** begin **

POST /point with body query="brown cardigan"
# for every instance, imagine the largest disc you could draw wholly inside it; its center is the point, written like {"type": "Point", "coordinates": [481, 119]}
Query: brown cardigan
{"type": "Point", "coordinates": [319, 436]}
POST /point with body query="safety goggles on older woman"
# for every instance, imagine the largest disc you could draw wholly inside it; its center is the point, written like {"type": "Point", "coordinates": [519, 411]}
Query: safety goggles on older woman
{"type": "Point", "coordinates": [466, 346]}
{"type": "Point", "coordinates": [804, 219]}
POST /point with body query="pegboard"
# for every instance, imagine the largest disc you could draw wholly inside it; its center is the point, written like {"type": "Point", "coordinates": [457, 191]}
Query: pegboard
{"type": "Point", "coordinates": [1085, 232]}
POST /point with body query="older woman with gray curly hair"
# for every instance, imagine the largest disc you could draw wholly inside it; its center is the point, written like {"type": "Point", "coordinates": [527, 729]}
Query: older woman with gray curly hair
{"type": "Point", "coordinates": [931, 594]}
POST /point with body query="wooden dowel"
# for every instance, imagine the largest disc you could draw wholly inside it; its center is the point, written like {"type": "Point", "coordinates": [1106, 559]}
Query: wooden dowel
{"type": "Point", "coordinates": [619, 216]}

** end **

Exactly reproduce every line of the data above.

* **COMPLETED TASK**
POST /point with body query="brown cardigan"
# for every instance, imagine the largest disc you could draw wholly inside it; its center is the point, written like {"type": "Point", "coordinates": [481, 119]}
Query: brown cardigan
{"type": "Point", "coordinates": [319, 436]}
POST /point with body query="safety goggles on older woman"
# for every instance, imagine the largest disc you could draw wholly inside it; its center is the point, written like {"type": "Point", "coordinates": [519, 411]}
Query: safety goggles on older woman
{"type": "Point", "coordinates": [466, 346]}
{"type": "Point", "coordinates": [804, 219]}
POST /point with body query="pegboard"
# for every instance, imagine the largest disc you could draw wholly inside it; its center is the point, written like {"type": "Point", "coordinates": [457, 191]}
Query: pegboard
{"type": "Point", "coordinates": [1085, 232]}
POST /point with body query="older woman with gray curly hair"
# for every instance, imagine the largest disc you could draw wholly inside it; its center is the point, written like {"type": "Point", "coordinates": [527, 729]}
Query: older woman with gray curly hair
{"type": "Point", "coordinates": [931, 594]}
POST /point with body query="wooden dowel"
# for every instance, imagine the largest disc you could draw wholly inside it; its center is the point, written like {"type": "Point", "coordinates": [1106, 559]}
Query: wooden dowel
{"type": "Point", "coordinates": [619, 216]}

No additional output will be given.